** Start Input **

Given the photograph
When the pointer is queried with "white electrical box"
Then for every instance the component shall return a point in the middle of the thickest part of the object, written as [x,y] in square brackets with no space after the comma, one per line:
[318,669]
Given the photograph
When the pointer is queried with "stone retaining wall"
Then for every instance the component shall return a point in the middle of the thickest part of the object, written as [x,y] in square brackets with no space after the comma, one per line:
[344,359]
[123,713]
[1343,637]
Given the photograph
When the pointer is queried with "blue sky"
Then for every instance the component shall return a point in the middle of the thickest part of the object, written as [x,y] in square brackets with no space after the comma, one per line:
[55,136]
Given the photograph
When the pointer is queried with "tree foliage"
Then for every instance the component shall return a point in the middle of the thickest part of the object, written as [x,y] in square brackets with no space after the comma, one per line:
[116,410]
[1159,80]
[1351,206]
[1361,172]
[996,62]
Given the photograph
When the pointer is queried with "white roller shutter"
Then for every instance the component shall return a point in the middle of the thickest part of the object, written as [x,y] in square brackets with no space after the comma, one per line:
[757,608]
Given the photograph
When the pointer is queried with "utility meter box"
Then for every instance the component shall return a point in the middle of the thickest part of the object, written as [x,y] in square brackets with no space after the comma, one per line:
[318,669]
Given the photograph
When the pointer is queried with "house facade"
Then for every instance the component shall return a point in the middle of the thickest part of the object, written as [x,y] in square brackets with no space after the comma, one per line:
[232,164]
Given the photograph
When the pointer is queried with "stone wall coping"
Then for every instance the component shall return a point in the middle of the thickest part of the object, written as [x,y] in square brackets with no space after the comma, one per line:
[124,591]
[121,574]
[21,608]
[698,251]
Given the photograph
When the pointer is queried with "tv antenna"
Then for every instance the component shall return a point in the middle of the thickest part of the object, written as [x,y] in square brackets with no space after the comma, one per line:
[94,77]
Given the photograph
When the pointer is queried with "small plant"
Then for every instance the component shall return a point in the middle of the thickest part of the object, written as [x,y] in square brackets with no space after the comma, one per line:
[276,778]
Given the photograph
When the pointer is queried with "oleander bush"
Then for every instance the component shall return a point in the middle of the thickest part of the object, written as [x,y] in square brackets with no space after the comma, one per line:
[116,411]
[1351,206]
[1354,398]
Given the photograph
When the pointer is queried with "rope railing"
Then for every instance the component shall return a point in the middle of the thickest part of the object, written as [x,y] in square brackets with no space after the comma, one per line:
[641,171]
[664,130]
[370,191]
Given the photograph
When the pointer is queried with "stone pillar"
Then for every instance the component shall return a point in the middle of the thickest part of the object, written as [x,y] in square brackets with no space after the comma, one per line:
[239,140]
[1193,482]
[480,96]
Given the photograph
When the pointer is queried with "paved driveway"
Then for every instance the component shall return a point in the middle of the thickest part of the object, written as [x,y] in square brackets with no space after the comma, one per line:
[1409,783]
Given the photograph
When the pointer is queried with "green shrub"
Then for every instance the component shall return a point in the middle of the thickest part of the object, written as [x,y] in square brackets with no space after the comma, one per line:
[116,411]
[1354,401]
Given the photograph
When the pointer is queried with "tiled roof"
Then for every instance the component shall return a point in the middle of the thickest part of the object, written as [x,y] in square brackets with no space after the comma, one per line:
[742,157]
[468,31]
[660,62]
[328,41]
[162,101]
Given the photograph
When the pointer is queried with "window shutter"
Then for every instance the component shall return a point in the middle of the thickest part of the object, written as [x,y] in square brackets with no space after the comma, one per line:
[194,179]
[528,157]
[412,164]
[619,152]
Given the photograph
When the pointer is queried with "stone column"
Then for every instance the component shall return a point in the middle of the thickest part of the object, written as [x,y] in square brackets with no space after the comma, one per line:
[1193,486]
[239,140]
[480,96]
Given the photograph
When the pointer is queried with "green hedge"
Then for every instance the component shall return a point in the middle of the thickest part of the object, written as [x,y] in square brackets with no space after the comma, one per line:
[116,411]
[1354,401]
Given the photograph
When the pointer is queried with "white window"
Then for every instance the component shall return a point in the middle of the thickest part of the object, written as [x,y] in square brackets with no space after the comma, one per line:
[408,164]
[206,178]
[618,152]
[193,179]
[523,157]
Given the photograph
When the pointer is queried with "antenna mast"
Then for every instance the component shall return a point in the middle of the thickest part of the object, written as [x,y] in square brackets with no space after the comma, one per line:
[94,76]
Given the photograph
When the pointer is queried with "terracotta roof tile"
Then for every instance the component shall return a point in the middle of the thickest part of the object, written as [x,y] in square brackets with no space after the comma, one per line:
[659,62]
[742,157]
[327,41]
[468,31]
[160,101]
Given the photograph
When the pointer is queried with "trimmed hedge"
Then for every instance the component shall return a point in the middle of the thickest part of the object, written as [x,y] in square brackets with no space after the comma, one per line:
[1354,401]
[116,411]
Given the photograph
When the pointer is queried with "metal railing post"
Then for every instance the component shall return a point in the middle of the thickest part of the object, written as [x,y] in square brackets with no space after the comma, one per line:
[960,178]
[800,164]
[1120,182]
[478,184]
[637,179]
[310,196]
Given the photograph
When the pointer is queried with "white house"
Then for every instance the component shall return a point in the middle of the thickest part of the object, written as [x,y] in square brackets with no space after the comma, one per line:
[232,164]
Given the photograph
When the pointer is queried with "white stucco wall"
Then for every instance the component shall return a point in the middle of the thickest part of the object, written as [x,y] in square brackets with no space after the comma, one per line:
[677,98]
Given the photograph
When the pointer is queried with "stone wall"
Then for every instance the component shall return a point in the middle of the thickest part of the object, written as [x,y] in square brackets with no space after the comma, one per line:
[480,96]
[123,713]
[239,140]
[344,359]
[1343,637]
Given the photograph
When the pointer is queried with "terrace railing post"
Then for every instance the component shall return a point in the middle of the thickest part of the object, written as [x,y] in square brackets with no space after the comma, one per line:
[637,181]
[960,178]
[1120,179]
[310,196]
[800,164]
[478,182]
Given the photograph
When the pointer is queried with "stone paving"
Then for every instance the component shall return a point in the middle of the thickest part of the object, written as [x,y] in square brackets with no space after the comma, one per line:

** End Input **

Short problem »
The records above need to be transcribed in full. Keep every character unchanged.

Full solution »
Given the photograph
When the pointer is queried with "white electrical box"
Then for every instance the component shall return a point in the middle of the thickest part of the object, written as [x,y] in square brackets with no space after the comma, one per line:
[318,669]
Given the photograph
When the pointer is queried with "stone retaining wall"
Then for every instance the component shall return a point in the middle of the thickest part of the object, written as [x,y] in square brackets with no space after the comma, one per line:
[344,359]
[123,713]
[1343,637]
Given the photograph
When the pointer is queried with "blue sky"
Then for every instance the component shall return a point in the middle of the thickest part of the object, written as [x,y] in square brackets with no space after the comma, one per line:
[55,136]
Given the photograph
When the pointer is queried with "tree foliage"
Then for every instance the component shall return a point in the middle of the thickest part of the object, written as [x,y] in square brackets with no space after the comma, one per line:
[116,410]
[1159,80]
[1351,206]
[1361,172]
[996,62]
Given the photograph
When the pointer is queried with "white roller shutter"
Then for every instance the component shall return a point in the middle of the thickest part of the object, written as [x,y] in square brackets with no space after the comma, one per line:
[757,608]
Given the photograph
When the pointer is queried with "utility meter box"
Then for every instance the component shall return a point in the middle of the thickest part of the object, written as [x,y] in square brackets with no space after the comma, one per line:
[318,669]
Given the photograph
When the pointer is queried with "house facade"
Then for every instance the component shall return a point in the middle of the thickest part of the object, written as [x,y] in square brackets with no space after the comma, one per line:
[232,164]
Given the photograph
When the pointer is queried with "stone wall coping"
Then for every instance the component shall return a point in the middle of the thickest part of the object, written as [x,y] in square brackets with no space after the comma, one per line:
[124,591]
[121,574]
[21,608]
[698,251]
Given the photograph
When the pointer is queried with "tv antenna"
Then for every instance the component shall return a point in the middle of the thickest part of the object, written as [x,y] in square brackets with no space after the comma, one per line:
[94,77]
Given the photograph
When the pointer is queried with "small plant"
Then for every instance the component shall return a point in the middle of the thickest part of the object, written as [x,y] in square brackets with no space after the comma, one per line:
[276,778]
Given the photograph
When the pointer is queried with "oleander bush"
Then for every instance the component shall return a point in the middle of the thickest part of the object, written as [x,y] in square brackets with no space after the comma, one per line:
[116,411]
[1351,206]
[1354,398]
Given the photograph
When the pointer is queried with "rope railing"
Then for every instance the component shall return a point in the middle of the thickest part of the object, written as [x,y] in square brackets with no space after the comma, one per line:
[641,171]
[664,130]
[370,191]
Given the photograph
When the pointer is queried with "stone pillar"
Then for every instance the component shall return a point in the middle of the thickest part of the object, written as [x,y] in square brackets with no space after the comma, one per line:
[239,140]
[1193,482]
[480,96]
Given the photograph
When the pointer is queried with "paved driveway"
Then for every instance the component shall return a point in the middle of the thickest part of the object, written as [x,y] in square brackets with no space after the comma, one per line:
[1409,783]
Given the photograph
When the pointer is queried with "green shrub"
Then for every instance the component shall return a point in the middle of the thickest part of the object, written as [x,y] in square brackets with no space after the comma, one per line:
[116,411]
[1354,401]
Given the photograph
When the pointer is queried with "tiled roof"
Then for every instance the component shall return a point in the middle of the thickest part of the object, written as [x,y] in square brackets with no space after the comma, one per line:
[742,157]
[468,31]
[660,62]
[328,41]
[162,101]
Given the photograph
When the pointer is queried with "window shutter"
Then for every instance the component shall return a point in the middle of the thickest part of the object, written as [x,y] in square brackets with no space after the comma, one per line:
[194,179]
[528,157]
[412,164]
[619,152]
Given the photograph
When the pointer is queried with "stone column"
Then for every instance the component shall return a point in the middle of the thickest part of the object, written as [x,y] in square brackets with no space after the comma, one per line:
[1193,486]
[239,140]
[480,96]
Given the photograph
When the pointer is queried with "green hedge"
Then for every instance the component shall return a point in the middle of the thickest part of the object, written as [x,y] in square brackets with no space after the comma, one per line:
[116,411]
[1354,401]
Given the photograph
When the pointer is queried with "white window"
Then for every instance the component shall return a point in the middle of the thickest part of the object, written as [x,y] in square brackets with no space after the comma, one per line:
[408,164]
[206,178]
[618,152]
[193,179]
[523,157]
Given the photograph
When the pointer is queried with "antenna mast"
Then for every instance the component shall return a point in the middle of the thickest part of the object, written as [x,y] in square brackets with no space after the comma, one per line:
[94,76]
Given the photograph
When the pointer is queried with "terracotta roof tile"
Then for every instance the component shall return a point in the middle of the thickest part of the object, written as [x,y] in square brackets with no space after the comma, one per line:
[659,62]
[742,157]
[327,41]
[468,31]
[160,101]
Given the photograph
When the pointer is queried with "trimmed hedge"
Then for every instance the component shall return a point in the middle of the thickest part of the object, written as [x,y] in square brackets with no space after the comma, one per line:
[1354,401]
[116,411]
Given the photograph
When the pointer is queried with "metal railing post"
Then for every instance the component shall return a point in the middle of the thickest part of the object, written as [x,y] in square brackets with no space after the comma, one per line:
[960,178]
[800,164]
[1120,182]
[478,184]
[637,179]
[310,196]
Given the photograph
When the pointer is queried with "white house"
Then for every instance the component shall return a point in the middle of the thickest part of the object, written as [x,y] in square brackets with no space after the comma, one per line:
[232,164]
Given the photograph
When the pointer is queried with "white stucco wall"
Then for every instance the component shall return a point in the middle of the thickest part of the object, written as [x,y] in square brackets with no space after the comma, one per line:
[677,98]
Given the photograph
When the pointer is queried with "stone wall"
Then for every instance the component shall return a point in the middle of the thickest part of the object, written as [x,y] in square brackets with no space after the comma, one per line:
[480,96]
[123,713]
[239,140]
[344,359]
[1343,637]
Given the photograph
When the pointer is queried with "terrace railing post"
Then for every instance the component shall return a point in the middle of the thickest part of the object, written as [x,y] in square brackets with no space after the comma, one per line:
[637,181]
[960,178]
[1120,179]
[310,196]
[800,164]
[478,182]
Given the photograph
When the pointer is queried with "stone paving"
Then for every instance the component shall return a point in the middle of the thickest part of the object, written as [x,y] in square brackets with no space after the comma, one per line:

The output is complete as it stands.